Stored rows.
[START]

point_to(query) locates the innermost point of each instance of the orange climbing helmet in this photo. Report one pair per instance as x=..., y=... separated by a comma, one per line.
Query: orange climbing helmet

[END]
[START]

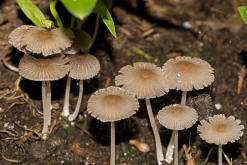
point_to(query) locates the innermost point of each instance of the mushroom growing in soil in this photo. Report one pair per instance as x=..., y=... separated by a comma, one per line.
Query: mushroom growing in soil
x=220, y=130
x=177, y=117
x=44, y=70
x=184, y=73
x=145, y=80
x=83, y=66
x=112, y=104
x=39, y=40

[END]
[START]

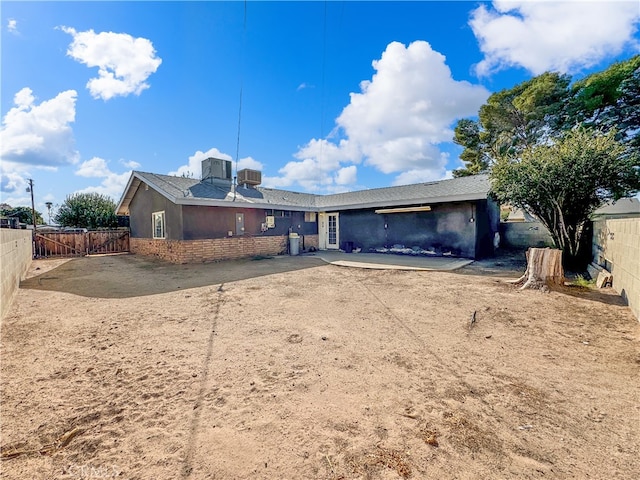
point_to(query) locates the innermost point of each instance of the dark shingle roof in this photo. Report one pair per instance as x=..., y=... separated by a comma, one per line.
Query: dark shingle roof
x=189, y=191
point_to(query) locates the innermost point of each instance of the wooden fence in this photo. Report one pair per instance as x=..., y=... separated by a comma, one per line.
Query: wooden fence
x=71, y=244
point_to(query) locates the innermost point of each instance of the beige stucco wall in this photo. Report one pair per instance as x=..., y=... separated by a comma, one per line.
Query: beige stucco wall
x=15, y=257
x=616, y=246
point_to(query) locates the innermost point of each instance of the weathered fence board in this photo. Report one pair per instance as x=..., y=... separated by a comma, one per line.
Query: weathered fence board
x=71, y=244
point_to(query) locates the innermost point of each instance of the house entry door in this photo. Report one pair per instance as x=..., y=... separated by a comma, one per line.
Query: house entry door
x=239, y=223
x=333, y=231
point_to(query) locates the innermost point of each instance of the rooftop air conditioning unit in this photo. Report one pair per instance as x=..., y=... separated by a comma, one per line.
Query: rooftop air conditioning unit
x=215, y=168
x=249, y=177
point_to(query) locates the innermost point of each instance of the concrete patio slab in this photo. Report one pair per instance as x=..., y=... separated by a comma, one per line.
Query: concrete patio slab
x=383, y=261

[END]

Problem to work on. Reproduce only the part that opens with the line containing "of the orange" and closes with the line containing "Query: orange climbing helmet", substituting "bicycle helmet" for every "climbing helmet" and leaving everything else unchanged.

Reply.
point_to(query) locates the innermost point of each instance of the orange bicycle helmet in this photo. Report one pair per instance as x=..., y=... separated by a comma, one per line.
Query: orange bicycle helmet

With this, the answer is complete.